After all of the trials and travails of 2020, many are ready to give up. What separates the people who thrive on adversity, who rise to the top of the heap when so many are exhausted and want to quit? I deal with lawyers who are suffering from anxiety, stress, depression and burnout and just want the emotional pain to stop. They want to know what they can do to change their experience.

Many people believe that those who suffer from burnout are somehow weak-minded or lost. I know that I was excoriated when I quit my law practice due to nervous exhaustion in 2004. Later I heard that many people did not realize I was suffering, I hid my pain so well. I think that is a common condition, we deny that we are suffering until we simply can’t take it anymore. 

Since that time, I have done a lot of research, therapy and education to help others find (for lack of a better word) their grit. Some people use the word resilience, I like the word “grit”, it seems more real.  Theodore Roosevelt said in 1907:

It is not the critic who counts; not the man who points out how the strong man stumbles, or where the doer of deeds could have done better. The credit belongs to the man who is actually in the arena, whose face is marred by dust and sweat and blood; who strived valiantly; who errs, who comes again and again, because there is no effort without error and shortcoming; but who does actually strive to do the deeds; who knows great enthusiasms, the great devotions; who spends himself in a worthy cause; who at the best knows in the end the triumph of high achievement, and who at the worst, if he fails, at least fails while daring greatly.

In the grand scheme of things, grit and resilience are talking about the same thing, getting back up after we fall. It is not that complicated — success is determined by rising one more time than we fall. We have to realize that there is a huge difference between excellence and perfection. 

Grit seeks excellence while perfection is a mirage. Anxiety, stress, depression and burnout are only a few of the conditions ascribed to perfectionism. Ironically, it is the pursuit of perfection that ensures burnout.

Grit is the nature of the process that enables us to achieve results, no matter how long it takes. It is an attitude, not the result. I remember Mohammed Ali boxing Ken Norton in 1973 and losing a 15 round split decision after Norton broke Ali’s jaw in the first round. Even though he lost, everyone would agree that boxing 15 rounds with a broken jaw is the definition of grit.

Ultimately, grit is the control of what we can control and letting go of the rest. What can you control? Here is a list:

  1. How we respond to fear.
  2. Do you blame yourself.
  3. How much effort do you give.
  4. Your beliefs
  5. Your priorities
  6. How much kindness you have.
  7. Who you spend time with
  8. How happy you are
  9. How and what you eat.
  10. What you talk about
  11. What you think about
  12. How flexible you are
  13. How judgmental you are
  14. How serious you are
  15. What do you focus on.
  16. How grateful you are
  17. The memories you focus on

When we control these things, life is simple and enjoyable. I have written about most of these topics in www.Lawyerlifeline.net. The main focus of grit and perseverance is progress, the notion of moving forward. No matter what we are trying to achieve, some days we can only manage a small step, but that is all that is required. We delude ourselves by thinking that we should be perfect when we are human. We can’t be perfect (the mirage), but we can be perfectly human.

Doing the best we can is enough. Everything will be great in the end. If it isn’t great, then it isn’t the end. We are building a life, brick by brick. When we run out of bricks, we have to wait patiently until the next load appears and have faith the bricks will come. When I quit, I did not have the resources to deal with the stressors that kept me depressed. No one teaching attorneys how to have a happy, successful life no matter what happened. That is what I do now.

What we do for a living is secondary to how we live. I have learned that the issues I suffered from practicing law followed me after I quit. After I learned how to manage the issues, life became simple again. I even returned to the legal profession, passing the bar 12 years after I quit. Grit truly is a magical gift, which we can only give ourselves.

**DIRECTIONS:**
Summarize the essay on grit in two sentences. The material that comes next is separate from the essay on grit.

(Dataset entries)
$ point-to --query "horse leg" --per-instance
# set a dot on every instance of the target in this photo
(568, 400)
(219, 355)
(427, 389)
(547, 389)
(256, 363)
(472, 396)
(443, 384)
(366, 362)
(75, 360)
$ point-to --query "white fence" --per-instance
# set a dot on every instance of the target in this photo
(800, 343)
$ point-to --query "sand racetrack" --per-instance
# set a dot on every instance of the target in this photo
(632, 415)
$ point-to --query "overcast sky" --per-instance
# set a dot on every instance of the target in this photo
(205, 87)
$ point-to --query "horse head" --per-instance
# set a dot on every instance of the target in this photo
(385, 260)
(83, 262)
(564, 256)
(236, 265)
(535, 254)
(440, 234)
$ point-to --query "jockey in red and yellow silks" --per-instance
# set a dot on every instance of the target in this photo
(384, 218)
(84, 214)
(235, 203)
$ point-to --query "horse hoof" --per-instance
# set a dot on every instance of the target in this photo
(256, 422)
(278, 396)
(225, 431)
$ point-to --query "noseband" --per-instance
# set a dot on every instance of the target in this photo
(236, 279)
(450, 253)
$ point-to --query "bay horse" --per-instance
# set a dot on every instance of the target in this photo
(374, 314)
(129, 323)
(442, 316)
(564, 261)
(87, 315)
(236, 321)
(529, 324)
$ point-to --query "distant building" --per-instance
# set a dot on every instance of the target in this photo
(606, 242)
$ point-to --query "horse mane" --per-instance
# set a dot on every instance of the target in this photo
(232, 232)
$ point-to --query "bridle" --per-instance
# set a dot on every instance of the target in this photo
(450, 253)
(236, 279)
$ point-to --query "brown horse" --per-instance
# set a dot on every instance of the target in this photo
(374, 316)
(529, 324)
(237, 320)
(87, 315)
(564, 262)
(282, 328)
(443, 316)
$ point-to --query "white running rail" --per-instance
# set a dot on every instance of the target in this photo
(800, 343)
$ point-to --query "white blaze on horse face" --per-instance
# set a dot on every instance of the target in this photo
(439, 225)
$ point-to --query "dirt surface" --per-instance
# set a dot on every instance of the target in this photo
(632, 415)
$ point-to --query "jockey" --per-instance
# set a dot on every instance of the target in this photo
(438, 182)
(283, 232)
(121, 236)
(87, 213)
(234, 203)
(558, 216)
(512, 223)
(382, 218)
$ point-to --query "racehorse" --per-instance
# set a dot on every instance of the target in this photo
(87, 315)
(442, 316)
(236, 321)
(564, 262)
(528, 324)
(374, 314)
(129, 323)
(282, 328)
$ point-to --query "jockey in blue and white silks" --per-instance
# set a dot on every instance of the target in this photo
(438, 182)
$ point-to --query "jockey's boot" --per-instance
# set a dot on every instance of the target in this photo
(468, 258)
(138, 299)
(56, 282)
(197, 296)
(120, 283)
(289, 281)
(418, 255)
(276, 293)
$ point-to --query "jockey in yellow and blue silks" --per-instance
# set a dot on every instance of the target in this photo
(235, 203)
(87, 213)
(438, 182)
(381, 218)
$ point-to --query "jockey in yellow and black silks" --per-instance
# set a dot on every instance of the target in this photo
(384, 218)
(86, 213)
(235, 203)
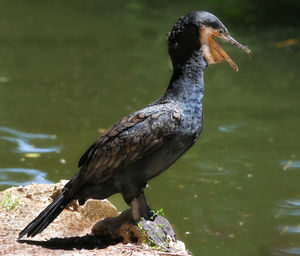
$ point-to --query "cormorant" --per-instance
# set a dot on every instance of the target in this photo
(145, 143)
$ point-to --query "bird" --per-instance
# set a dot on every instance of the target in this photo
(148, 141)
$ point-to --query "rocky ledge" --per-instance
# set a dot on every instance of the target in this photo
(74, 232)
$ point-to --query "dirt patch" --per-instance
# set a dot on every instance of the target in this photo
(69, 234)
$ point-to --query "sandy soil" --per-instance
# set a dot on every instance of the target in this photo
(69, 234)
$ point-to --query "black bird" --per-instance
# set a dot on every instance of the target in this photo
(145, 143)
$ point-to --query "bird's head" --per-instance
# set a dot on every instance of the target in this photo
(196, 31)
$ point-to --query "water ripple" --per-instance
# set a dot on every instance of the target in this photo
(287, 251)
(229, 128)
(26, 135)
(289, 229)
(23, 139)
(291, 164)
(288, 208)
(14, 176)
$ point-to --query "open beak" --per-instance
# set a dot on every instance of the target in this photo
(214, 53)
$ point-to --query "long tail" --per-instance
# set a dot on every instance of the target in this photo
(46, 216)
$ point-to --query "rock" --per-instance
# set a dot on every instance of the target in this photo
(69, 233)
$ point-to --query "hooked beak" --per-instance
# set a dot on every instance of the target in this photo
(214, 53)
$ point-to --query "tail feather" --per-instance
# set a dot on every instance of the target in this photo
(46, 216)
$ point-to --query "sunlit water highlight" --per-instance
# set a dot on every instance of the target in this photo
(21, 176)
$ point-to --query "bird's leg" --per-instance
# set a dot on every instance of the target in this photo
(140, 208)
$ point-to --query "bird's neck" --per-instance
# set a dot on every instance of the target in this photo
(187, 82)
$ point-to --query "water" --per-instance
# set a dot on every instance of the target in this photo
(69, 70)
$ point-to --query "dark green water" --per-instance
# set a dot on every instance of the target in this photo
(68, 69)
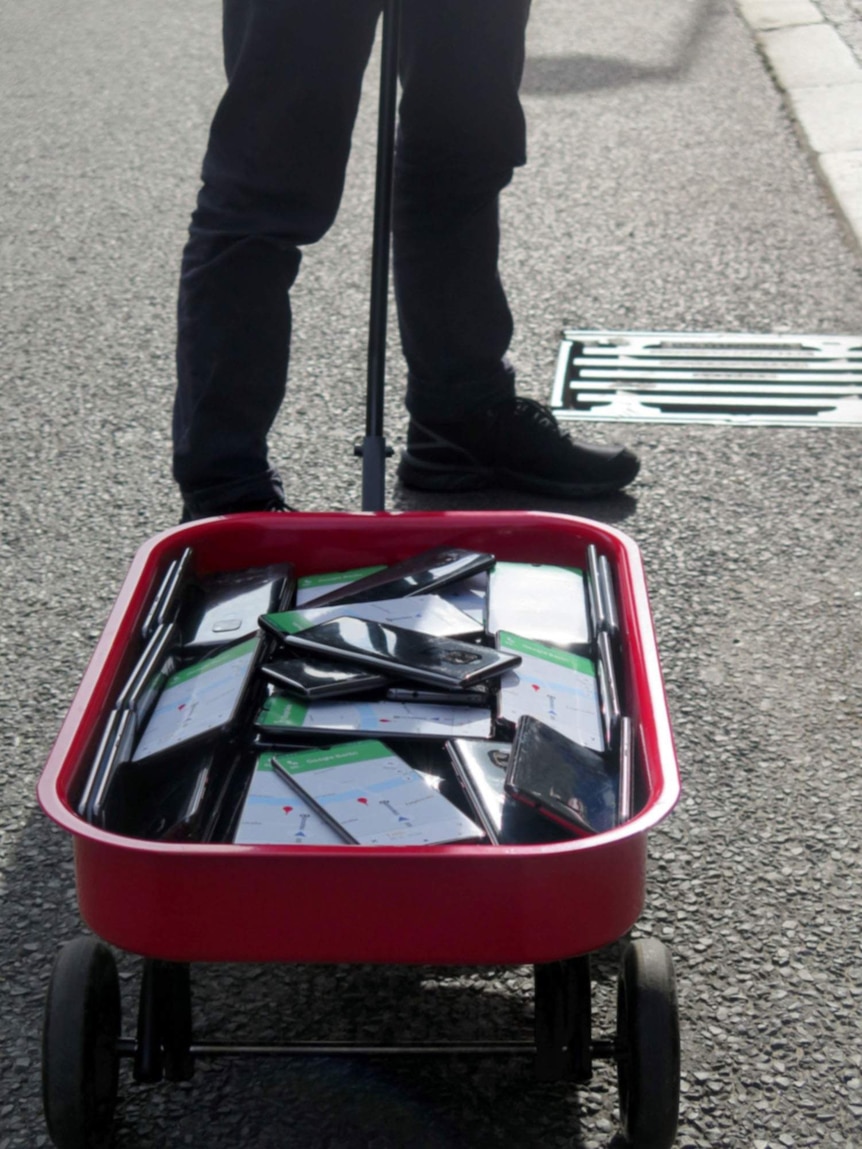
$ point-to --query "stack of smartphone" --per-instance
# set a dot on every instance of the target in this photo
(467, 699)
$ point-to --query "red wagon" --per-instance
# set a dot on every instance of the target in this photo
(547, 905)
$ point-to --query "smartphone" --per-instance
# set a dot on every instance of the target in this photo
(420, 575)
(601, 594)
(403, 654)
(114, 752)
(204, 700)
(561, 779)
(152, 670)
(625, 786)
(476, 696)
(321, 678)
(224, 608)
(608, 692)
(539, 601)
(480, 765)
(166, 602)
(161, 801)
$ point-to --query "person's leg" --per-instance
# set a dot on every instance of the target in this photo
(461, 133)
(272, 179)
(461, 136)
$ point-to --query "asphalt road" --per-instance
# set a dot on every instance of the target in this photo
(667, 190)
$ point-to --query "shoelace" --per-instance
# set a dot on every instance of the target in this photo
(538, 414)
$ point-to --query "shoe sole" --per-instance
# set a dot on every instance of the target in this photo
(422, 477)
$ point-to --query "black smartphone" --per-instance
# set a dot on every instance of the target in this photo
(420, 575)
(224, 608)
(625, 786)
(608, 692)
(403, 654)
(475, 696)
(562, 779)
(480, 765)
(161, 801)
(321, 678)
(114, 752)
(201, 701)
(152, 670)
(601, 594)
(166, 601)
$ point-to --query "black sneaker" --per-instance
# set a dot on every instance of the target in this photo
(516, 445)
(274, 504)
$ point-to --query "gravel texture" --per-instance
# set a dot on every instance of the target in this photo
(667, 190)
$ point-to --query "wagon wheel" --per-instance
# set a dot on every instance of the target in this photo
(648, 1046)
(81, 1061)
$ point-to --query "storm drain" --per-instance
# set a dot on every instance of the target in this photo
(778, 380)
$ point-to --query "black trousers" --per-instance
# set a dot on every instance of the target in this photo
(271, 184)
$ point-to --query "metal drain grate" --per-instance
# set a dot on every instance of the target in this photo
(764, 380)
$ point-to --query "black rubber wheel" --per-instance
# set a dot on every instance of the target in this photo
(79, 1063)
(648, 1046)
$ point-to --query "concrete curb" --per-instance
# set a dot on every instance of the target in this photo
(821, 77)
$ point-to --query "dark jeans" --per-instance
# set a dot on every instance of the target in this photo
(272, 179)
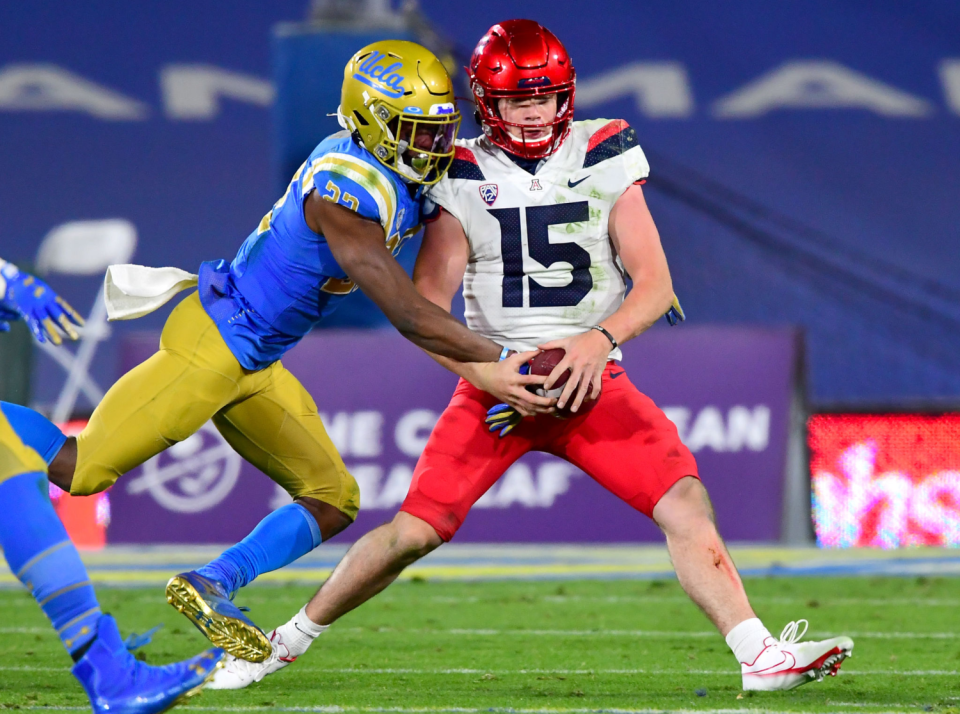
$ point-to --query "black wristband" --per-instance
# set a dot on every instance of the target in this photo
(607, 335)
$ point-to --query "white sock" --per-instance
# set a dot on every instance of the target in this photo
(746, 639)
(300, 632)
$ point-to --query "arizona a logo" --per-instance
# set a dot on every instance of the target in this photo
(488, 192)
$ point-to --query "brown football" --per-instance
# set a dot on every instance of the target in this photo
(543, 364)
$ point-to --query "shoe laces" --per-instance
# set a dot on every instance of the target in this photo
(790, 633)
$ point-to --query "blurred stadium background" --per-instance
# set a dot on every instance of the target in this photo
(805, 180)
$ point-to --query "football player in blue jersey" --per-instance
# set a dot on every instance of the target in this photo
(343, 218)
(39, 552)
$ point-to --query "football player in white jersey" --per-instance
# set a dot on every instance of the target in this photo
(539, 218)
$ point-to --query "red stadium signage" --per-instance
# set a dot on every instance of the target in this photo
(885, 480)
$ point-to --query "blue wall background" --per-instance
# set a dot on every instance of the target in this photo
(845, 221)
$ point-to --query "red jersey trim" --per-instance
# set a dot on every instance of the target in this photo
(463, 154)
(606, 131)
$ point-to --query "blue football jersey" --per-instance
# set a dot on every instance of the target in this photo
(285, 280)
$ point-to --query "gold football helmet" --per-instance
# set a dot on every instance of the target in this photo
(398, 100)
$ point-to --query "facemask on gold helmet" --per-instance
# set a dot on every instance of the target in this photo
(398, 100)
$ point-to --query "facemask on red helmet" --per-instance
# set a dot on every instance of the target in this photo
(521, 60)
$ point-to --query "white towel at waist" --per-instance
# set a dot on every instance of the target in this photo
(132, 291)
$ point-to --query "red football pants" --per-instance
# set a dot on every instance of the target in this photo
(625, 443)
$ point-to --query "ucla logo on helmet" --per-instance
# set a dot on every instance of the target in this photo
(381, 76)
(488, 192)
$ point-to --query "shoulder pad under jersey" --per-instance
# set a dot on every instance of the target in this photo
(610, 140)
(464, 165)
(355, 182)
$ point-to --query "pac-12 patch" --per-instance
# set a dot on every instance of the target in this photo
(488, 192)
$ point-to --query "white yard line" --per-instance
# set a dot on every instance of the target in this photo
(652, 634)
(334, 709)
(554, 672)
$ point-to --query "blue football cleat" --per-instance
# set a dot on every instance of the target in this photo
(208, 606)
(117, 683)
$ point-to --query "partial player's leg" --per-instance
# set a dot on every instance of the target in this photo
(629, 446)
(461, 461)
(278, 430)
(156, 404)
(38, 551)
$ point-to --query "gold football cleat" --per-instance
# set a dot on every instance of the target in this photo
(208, 606)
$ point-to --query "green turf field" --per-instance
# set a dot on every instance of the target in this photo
(575, 646)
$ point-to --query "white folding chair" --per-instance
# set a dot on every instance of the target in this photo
(83, 248)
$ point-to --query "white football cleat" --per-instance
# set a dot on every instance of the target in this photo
(239, 673)
(786, 663)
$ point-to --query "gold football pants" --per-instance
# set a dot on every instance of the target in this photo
(16, 457)
(266, 416)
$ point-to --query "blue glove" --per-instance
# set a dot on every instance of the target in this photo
(45, 312)
(675, 314)
(6, 317)
(502, 417)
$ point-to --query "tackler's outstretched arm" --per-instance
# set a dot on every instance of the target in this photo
(358, 246)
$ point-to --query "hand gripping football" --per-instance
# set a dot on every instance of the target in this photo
(543, 364)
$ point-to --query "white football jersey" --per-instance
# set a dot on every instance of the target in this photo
(541, 264)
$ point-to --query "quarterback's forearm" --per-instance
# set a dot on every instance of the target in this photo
(467, 370)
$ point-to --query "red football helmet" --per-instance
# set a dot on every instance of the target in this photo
(518, 59)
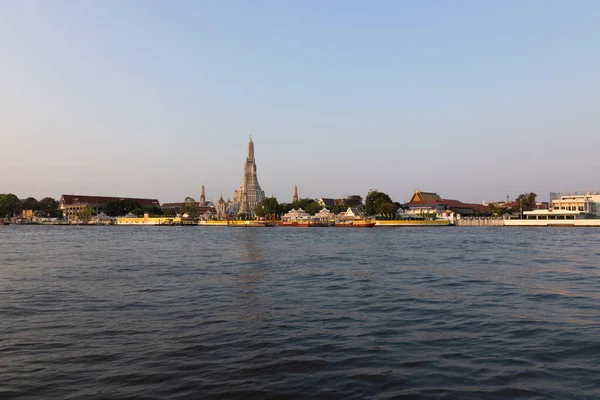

**PROBLEM SOLUTION:**
The writer, who quit a law practice in 2004 due to nervous exhaustion, describes grit as getting back up after we fall and says that grit seeks excellence, while the pursuit of perfection ensures burnout. Grit is framed as controlling what we can control and letting go of the rest, with progress as its main focus, and the writer later returned to the legal profession, passing the bar 12 years after quitting.